(Stored items)
------------------------------------------------------------------------

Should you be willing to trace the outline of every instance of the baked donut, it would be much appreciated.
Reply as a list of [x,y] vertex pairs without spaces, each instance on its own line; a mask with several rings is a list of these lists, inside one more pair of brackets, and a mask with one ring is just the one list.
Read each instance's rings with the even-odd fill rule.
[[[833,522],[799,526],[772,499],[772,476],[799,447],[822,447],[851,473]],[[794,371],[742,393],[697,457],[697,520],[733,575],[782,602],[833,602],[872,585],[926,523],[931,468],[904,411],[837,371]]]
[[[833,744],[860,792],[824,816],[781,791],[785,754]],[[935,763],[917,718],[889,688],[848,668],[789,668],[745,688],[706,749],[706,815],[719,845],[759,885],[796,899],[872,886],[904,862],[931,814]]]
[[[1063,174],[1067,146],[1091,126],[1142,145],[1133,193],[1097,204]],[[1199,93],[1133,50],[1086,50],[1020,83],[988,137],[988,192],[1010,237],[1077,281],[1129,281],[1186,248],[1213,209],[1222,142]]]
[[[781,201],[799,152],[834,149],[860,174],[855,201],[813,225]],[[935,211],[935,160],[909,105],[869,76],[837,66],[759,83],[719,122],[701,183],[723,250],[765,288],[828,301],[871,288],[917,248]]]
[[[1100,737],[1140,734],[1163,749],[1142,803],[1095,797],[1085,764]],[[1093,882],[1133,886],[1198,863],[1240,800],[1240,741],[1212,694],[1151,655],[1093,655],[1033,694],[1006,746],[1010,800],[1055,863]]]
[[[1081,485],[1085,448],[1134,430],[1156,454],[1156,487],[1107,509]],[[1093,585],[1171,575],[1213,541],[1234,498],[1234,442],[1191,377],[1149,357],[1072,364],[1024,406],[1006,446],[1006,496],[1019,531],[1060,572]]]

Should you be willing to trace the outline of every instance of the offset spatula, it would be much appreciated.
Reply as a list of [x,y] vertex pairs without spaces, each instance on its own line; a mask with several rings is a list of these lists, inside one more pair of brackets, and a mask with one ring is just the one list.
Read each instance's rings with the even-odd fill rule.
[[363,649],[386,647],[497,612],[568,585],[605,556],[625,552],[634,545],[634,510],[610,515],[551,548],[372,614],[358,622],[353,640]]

------------------------------------------------------------------------

### Written instruction
Please express every line of the rows above as a Markdown table with two columns, No and Line, numbering the lines in order and leaving out blank ones.

### Solution for this problem
| No | Line |
|---|---|
| 1 | Should you be willing to trace the outline of every instance of the baked donut, it would be much appreciated. |
| 2 | Reply as a list of [x,y] vertex pairs without spaces, each instance on its own line; a mask with several rings is a list of these lists, inside one more pair of brackets, and a mask with one ring is just the one list. |
| 3 | Read each instance's rings with the even-odd fill rule. |
| 4 | [[[833,522],[799,526],[772,499],[772,476],[799,447],[822,447],[851,473]],[[794,371],[742,393],[697,457],[697,520],[733,575],[782,602],[833,602],[872,585],[926,523],[931,468],[904,411],[837,371]]] |
| 5 | [[[833,744],[860,792],[824,816],[781,791],[785,754]],[[935,763],[917,718],[889,688],[848,668],[789,668],[745,688],[706,749],[706,815],[719,845],[759,885],[796,899],[872,886],[904,862],[931,814]]] |
| 6 | [[[1063,174],[1067,146],[1091,126],[1142,145],[1133,193],[1097,204]],[[1199,93],[1133,50],[1086,50],[1020,83],[988,137],[988,192],[1010,237],[1077,281],[1129,281],[1186,248],[1213,209],[1222,142]]] |
| 7 | [[[781,201],[799,152],[834,149],[860,174],[855,201],[813,225]],[[935,211],[935,160],[909,105],[869,76],[837,66],[759,83],[719,122],[701,183],[723,250],[765,288],[828,301],[871,288],[917,248]]] |
| 8 | [[[1100,737],[1140,734],[1163,749],[1142,803],[1095,797],[1085,764]],[[1093,882],[1133,886],[1198,863],[1240,800],[1240,741],[1212,694],[1151,655],[1093,655],[1033,694],[1006,746],[1010,800],[1055,863]]] |
| 9 | [[[1081,485],[1085,448],[1134,430],[1156,454],[1156,487],[1107,509]],[[1093,585],[1171,575],[1213,541],[1234,498],[1234,442],[1191,377],[1149,357],[1072,364],[1024,406],[1006,446],[1006,496],[1019,531],[1060,572]]] |
| 10 | Should you be willing to trace the outline of every instance of the offset spatula, it would be much appreciated. |
| 11 | Reply as a list of [x,y] vertex pairs without spaces, each instance on its own line; a mask with several rings is a list of these lists, inside one more pair of brackets, and a mask with one ring is just the one list. |
| 12 | Read each instance's rings with the even-odd fill rule. |
| 13 | [[363,649],[386,647],[497,612],[568,585],[605,556],[625,552],[634,545],[634,510],[610,515],[551,548],[372,614],[358,622],[353,640]] |